■ **READING TEXT**
——
Laurie and Debbie say:

All we have to say about this astonishing assortment is that “body image” is hardly a limited topic.

Looking for the perfect street protection? How about a hot pink tampon taser?

tampon taser

All of the ad copy is fabulous, including “ready for honorable discharge at a moments notice.” But the best of all is “Need not be female or menstruating to use effectively. Tampon taser/stun gun to be used for security purposes only or in self defense. It is not intended nor recommended for vaginal insertion.”

A few weeks ago, we wrote about the deletion of Peggy Munson’s DVD from the Lambda Award reading in San Francisco. We’re pleased to say that the Lambda Awards in other cities did feature her reading, which is also now available on the web. Meanwhile, here’s an interview with Munson, conducted by Rachel Kramer Bussell and posted at Feministing. Even better, Munson posted her DVD to her myspace page. The work is hot, and while it takes a little while to recognize how queer it is, it certainly is queer.
——
■ **DATASET RECORDS**

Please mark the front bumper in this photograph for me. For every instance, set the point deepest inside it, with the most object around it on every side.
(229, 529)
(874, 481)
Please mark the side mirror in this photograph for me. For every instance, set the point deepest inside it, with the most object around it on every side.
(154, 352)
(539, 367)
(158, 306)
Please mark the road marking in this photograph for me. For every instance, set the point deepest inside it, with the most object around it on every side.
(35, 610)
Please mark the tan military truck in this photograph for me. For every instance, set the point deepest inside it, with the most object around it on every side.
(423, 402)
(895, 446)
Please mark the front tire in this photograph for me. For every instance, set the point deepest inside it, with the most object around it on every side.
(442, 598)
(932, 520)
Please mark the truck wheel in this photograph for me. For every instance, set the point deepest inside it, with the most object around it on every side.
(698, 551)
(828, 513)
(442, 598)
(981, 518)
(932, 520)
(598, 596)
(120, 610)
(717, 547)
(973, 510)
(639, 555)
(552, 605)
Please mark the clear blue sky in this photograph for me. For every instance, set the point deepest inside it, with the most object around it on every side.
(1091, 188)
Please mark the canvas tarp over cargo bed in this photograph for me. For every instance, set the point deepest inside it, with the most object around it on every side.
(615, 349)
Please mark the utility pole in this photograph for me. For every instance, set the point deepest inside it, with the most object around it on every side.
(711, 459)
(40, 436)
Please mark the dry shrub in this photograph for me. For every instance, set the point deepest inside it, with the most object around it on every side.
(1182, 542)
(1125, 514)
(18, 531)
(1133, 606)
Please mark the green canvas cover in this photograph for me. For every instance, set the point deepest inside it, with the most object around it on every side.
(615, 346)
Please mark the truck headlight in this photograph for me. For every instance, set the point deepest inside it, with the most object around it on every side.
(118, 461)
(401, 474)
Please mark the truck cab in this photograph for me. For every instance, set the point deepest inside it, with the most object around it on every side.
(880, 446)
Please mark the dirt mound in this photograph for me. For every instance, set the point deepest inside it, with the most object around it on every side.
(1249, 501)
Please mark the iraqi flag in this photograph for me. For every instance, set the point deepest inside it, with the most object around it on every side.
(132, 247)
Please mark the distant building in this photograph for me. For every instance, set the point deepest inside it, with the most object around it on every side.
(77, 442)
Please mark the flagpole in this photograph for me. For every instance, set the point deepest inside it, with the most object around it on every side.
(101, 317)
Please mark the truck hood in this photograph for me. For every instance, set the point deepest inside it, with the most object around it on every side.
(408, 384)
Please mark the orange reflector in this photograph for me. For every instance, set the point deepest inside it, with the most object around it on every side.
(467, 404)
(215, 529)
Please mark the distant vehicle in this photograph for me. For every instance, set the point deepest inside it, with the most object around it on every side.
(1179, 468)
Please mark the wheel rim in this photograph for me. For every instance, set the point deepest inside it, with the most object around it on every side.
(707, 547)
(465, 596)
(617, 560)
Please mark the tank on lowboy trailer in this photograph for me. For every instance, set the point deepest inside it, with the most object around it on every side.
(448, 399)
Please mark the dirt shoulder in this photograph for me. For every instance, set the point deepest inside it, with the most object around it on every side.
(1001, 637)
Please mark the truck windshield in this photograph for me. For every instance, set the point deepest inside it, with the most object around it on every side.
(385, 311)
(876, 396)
——
■ **EXERCISE DESCRIPTION**
Set down, word for word, everything in the blog post above from "A few weeks" down to "certainly is queer.".

■ **EXERCISE ANSWER**
A few weeks ago, we wrote about the deletion of Peggy Munson’s DVD from the Lambda Award reading in San Francisco. We’re pleased to say that the Lambda Awards in other cities did feature her reading, which is also now available on the web. Meanwhile, here’s an interview with Munson, conducted by Rachel Kramer Bussell and posted at Feministing. Even better, Munson posted her DVD to her myspace page. The work is hot, and while it takes a little while to recognize how queer it is, it certainly is queer.